__MATERIAL PROVIDED__.
*** Begin section ***

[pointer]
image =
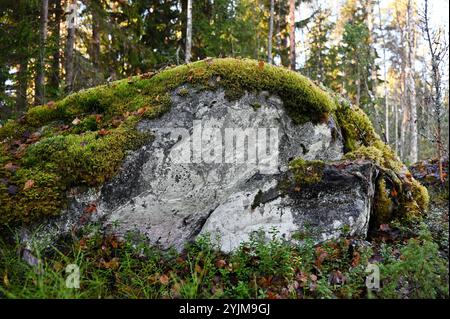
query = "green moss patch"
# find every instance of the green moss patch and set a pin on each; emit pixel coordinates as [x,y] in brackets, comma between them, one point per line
[83,138]
[306,172]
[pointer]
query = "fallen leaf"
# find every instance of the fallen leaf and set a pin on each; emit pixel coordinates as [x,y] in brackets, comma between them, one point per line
[11,167]
[164,279]
[336,278]
[221,263]
[92,208]
[103,132]
[261,64]
[141,110]
[394,192]
[5,279]
[112,264]
[198,269]
[12,190]
[356,259]
[28,184]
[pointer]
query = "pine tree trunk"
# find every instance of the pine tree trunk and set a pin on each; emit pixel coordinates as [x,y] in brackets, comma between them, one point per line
[292,34]
[39,95]
[188,55]
[269,45]
[71,27]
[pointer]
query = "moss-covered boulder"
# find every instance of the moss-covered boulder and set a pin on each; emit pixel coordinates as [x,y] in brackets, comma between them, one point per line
[96,141]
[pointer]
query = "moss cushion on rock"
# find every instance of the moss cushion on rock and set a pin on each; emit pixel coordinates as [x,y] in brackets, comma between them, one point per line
[81,140]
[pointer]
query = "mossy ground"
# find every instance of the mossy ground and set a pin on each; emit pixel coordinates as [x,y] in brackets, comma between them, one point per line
[410,264]
[83,138]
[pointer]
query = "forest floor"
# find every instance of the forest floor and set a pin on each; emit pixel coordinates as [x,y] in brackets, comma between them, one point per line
[412,260]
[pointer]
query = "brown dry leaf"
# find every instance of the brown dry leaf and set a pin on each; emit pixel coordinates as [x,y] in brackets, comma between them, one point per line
[221,263]
[28,184]
[5,279]
[103,132]
[198,269]
[58,266]
[264,282]
[164,279]
[114,243]
[394,192]
[116,122]
[82,243]
[356,259]
[92,208]
[112,264]
[141,110]
[11,167]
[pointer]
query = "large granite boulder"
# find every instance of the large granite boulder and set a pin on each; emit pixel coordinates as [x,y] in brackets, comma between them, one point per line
[217,159]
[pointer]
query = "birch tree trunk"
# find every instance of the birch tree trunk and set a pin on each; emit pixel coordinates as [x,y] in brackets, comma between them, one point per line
[269,45]
[292,34]
[70,44]
[56,30]
[385,83]
[22,85]
[411,87]
[188,54]
[39,87]
[95,41]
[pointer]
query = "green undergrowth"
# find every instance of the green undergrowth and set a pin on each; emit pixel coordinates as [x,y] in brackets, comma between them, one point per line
[82,139]
[410,267]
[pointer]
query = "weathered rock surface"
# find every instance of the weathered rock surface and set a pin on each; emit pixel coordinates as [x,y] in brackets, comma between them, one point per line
[187,182]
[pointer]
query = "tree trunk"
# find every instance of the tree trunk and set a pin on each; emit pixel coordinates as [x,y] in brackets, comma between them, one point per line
[292,34]
[411,87]
[188,55]
[385,83]
[39,95]
[71,26]
[54,77]
[22,85]
[269,45]
[95,42]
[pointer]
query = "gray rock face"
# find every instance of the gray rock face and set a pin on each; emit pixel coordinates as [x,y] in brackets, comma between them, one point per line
[207,162]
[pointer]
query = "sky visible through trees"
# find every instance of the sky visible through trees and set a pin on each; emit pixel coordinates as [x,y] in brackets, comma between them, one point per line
[373,52]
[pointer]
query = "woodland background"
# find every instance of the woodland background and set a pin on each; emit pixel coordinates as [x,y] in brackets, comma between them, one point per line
[388,57]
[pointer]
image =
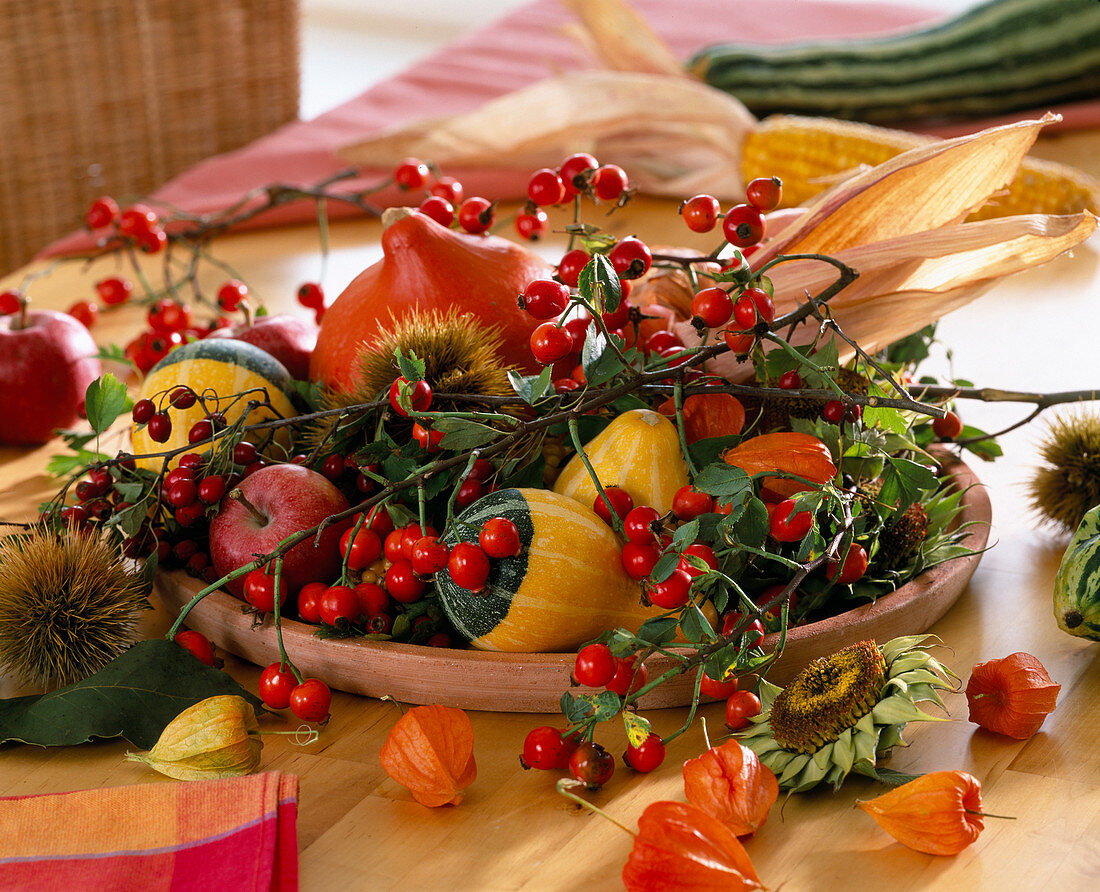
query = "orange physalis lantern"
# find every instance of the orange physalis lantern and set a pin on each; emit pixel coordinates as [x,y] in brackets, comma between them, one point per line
[430,750]
[679,846]
[729,783]
[707,415]
[1011,696]
[937,813]
[791,453]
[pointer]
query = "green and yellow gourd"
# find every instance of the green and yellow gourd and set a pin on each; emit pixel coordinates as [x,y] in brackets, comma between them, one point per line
[1077,583]
[639,452]
[222,367]
[565,586]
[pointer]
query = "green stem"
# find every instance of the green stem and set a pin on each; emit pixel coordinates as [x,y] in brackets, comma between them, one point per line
[562,788]
[284,659]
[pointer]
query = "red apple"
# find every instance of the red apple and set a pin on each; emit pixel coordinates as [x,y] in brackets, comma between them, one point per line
[45,369]
[289,339]
[284,499]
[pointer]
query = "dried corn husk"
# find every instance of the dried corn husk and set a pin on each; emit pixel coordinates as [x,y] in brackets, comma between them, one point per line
[898,224]
[674,135]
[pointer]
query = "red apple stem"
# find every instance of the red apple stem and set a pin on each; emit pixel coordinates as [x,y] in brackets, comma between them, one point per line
[239,496]
[24,304]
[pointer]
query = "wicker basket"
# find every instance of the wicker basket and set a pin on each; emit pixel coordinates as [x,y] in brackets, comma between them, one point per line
[114,97]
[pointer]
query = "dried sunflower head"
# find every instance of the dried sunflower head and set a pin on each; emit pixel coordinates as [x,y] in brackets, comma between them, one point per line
[68,605]
[1064,489]
[844,711]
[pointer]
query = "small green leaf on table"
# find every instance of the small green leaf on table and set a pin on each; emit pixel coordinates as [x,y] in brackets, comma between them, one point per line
[133,696]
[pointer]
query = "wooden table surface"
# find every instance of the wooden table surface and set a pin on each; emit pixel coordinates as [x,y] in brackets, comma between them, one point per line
[358,829]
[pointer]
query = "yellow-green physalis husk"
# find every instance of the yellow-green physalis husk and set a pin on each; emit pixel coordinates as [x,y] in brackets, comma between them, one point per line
[844,712]
[218,737]
[1077,583]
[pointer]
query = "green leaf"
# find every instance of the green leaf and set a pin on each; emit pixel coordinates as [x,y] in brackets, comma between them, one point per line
[461,435]
[884,418]
[904,481]
[598,284]
[63,465]
[598,361]
[129,492]
[606,704]
[659,629]
[410,366]
[530,388]
[723,481]
[105,399]
[685,535]
[695,625]
[133,696]
[751,528]
[664,566]
[398,466]
[116,354]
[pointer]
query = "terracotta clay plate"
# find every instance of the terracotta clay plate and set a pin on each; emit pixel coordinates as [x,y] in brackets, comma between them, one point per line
[535,682]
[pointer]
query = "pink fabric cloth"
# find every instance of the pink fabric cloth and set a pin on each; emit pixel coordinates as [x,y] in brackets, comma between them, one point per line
[193,836]
[512,53]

*** End section ***

__WHAT THE TASK REQUIRES__. What you return should match the material word for word, apart from the pictures.

__PROBLEM SOLUTION__.
[pointer]
image =
query = "green moss patch"
# find every instance of the green moss patch and set a pin on each; emit pixel coordinates as [x,y] in brackets, comma between them, one point per line
[83,138]
[306,172]
[pointer]
query = "fallen leaf"
# find every instance of the fallen leaf and set a pin on each; emit pixel coordinates as [x,y] in brackets, comma between them, one point per line
[11,167]
[164,279]
[336,278]
[221,263]
[92,208]
[103,132]
[261,64]
[141,110]
[394,192]
[5,279]
[112,264]
[198,269]
[12,190]
[356,259]
[28,184]
[pointer]
query = "pine tree trunk"
# find every instance of the pine tree trunk and set a pin on each; emit pixel coordinates as [x,y] in brackets, comma between them, one point per line
[292,34]
[39,95]
[188,55]
[269,45]
[71,27]
[pointer]
query = "moss-covered boulder"
# find every instance of the moss-covered boulder and set a pin on each; emit pixel coordinates as [x,y] in brackets, comma between them, one point per line
[96,141]
[pointer]
query = "moss cushion on rock"
# find every instance of the moss cushion on rock and set a pin on each; emit pixel coordinates as [x,y] in brackets, comma between them, one point per line
[81,140]
[pointer]
query = "mossy ground"
# find every instance of the mossy ground and set a pin on each; emit pixel coordinates as [x,y] in brackets, comma between them, one point per line
[410,264]
[83,138]
[pointer]
query = "forest floor"
# find every instance of the forest floor and set a pin on each; emit pixel coordinates as [x,y] in brackets, comma between them, one point per line
[412,260]
[pointer]
query = "brown dry leaf"
# find every instance of the brown dry leaf and set a pin on each; emit pixel coordinates as [x,y] in brackets, comma between them, one point per line
[221,263]
[28,184]
[5,279]
[103,132]
[198,269]
[58,266]
[264,282]
[164,279]
[114,243]
[394,192]
[116,122]
[82,243]
[356,259]
[92,208]
[112,264]
[141,110]
[11,167]
[pointer]
query = "large granite boulder"
# find every instance of the large granite boulder and set a pin on each; emit pixel coordinates as [x,y] in brackets, comma between them, one point per line
[217,159]
[pointer]
query = "birch tree trunk"
# find every instance of the birch tree trunk and set a pin on each; emit pixel coordinates as [x,y] in brackets, comma between them, one point per line
[269,45]
[292,34]
[70,44]
[56,30]
[385,83]
[22,85]
[411,87]
[188,54]
[39,87]
[95,41]
[pointer]
query = "green undergrowth"
# find every instance of the green undergrowth and set a pin on each; emit pixel coordinates as [x,y] in brackets, comma between them, one point per line
[82,139]
[410,267]
[pointer]
query = "weathered rock surface"
# find every instance of the weathered rock surface and set a pin on each; emit pixel coordinates as [x,y] in brackets, comma between them, one point per line
[187,182]
[pointer]
query = "tree trunk"
# find every instance of the tree trunk and set a pin on each; emit pixel coordinates as [x,y] in brackets, comma between them, one point per line
[292,34]
[411,87]
[188,55]
[385,83]
[39,95]
[71,26]
[54,77]
[22,85]
[269,45]
[95,42]
[pointer]
query = "gray rock face"
# find every instance of the gray rock face and set a pin on each; emit pixel coordinates as [x,y] in brackets, comma between them, one point per line
[207,162]
[pointer]
query = "sky visible through trees"
# find every instance of the sky visible through trees and set a pin on each; emit pixel coordinates as [x,y] in brackets, comma between them, one point per line
[373,52]
[pointer]
query = "woodland background"
# find every instance of the woodland background and set a pin on each; emit pixel coordinates as [x,y] in brackets, comma between them, one point per line
[388,57]
[pointer]
image =
query = "orange physalis lantern"
# find every instance of the orange physalis lantern and set a pin on each; emit pixel coordinates as [x,y] in brackets, comma between them, one point per line
[430,750]
[679,846]
[729,783]
[707,415]
[1011,696]
[937,813]
[791,453]
[pointer]
query = "green and yellow gourd"
# find every instance of the green and yellow gourd and set a pin on each; emit pixel coordinates as [x,y] in brackets, comma between them, one point per line
[1077,583]
[639,452]
[222,367]
[565,586]
[pointer]
query = "green stem"
# find every instance of the green stem and set a pin on each; emit pixel coordinates as [x,y] in brackets, comma between them, one point per line
[562,788]
[284,659]
[pointer]
query = "red apple"
# find every instance of the red apple and set a pin on each; emit pixel coordinates as [x,y] in brackets, comma between them, one point per line
[45,369]
[289,339]
[284,499]
[pointer]
query = "dried corn husk"
# find every instance of the dried corn husk and set a pin on each; emit pixel coordinates as [x,y] in brackets, comma between them, one point per line
[898,224]
[674,135]
[pointer]
query = "red apple stem"
# find every instance of the red apple stem and set a pin on each; emit pixel coordinates as [x,y] in brackets, comma between them, one point per line
[239,496]
[24,304]
[pointer]
query = "wicker basket"
# find every instance of the wicker basket and set a pin on each; emit pixel coordinates as [x,y] in brackets, comma between them, one point per line
[114,97]
[pointer]
query = "dried sunflower head"
# find every instance of the dried sunflower head and set a pin on each; emit pixel coordinates as [x,y] in brackets, comma between them, one point per line
[68,605]
[1064,489]
[844,711]
[pointer]
query = "small green leaf on table"
# find every instance of the small green leaf on table and set a pin on each; emit pixel coordinates as [x,y] in brackets, comma between them, one point per line
[133,696]
[pointer]
query = "wooden table surface"
# find every instance of the wooden table surface and set a pin on each; emit pixel coordinates as [x,y] in brackets, comma between them, one point per line
[358,829]
[pointer]
query = "yellow-green physalis husk"
# find every instance of the yellow-green physalis husk and set a pin on each; emit pixel coordinates as [x,y] in brackets, comma between them, one point per line
[844,712]
[218,737]
[1077,583]
[pointer]
query = "green leaf"
# find every instance of the green leaf and set a pin on each; emit pixel coordinates as [x,y] in brackets, comma between them, one point per line
[461,435]
[884,418]
[904,481]
[598,284]
[63,465]
[598,361]
[129,492]
[606,704]
[659,629]
[410,366]
[530,388]
[723,481]
[105,399]
[685,535]
[695,625]
[133,696]
[751,528]
[664,566]
[398,466]
[116,354]
[pointer]
query = "terracotta clay plate"
# find every instance of the terracotta clay plate and set a pin on each; emit pixel coordinates as [x,y] in brackets, comma between them, one point per line
[535,682]
[pointer]
query = "pink fabric cloth"
# find every instance of the pink fabric cloth and set a pin on each; emit pixel coordinates as [x,y] in brackets, comma between them, one point per line
[193,836]
[512,53]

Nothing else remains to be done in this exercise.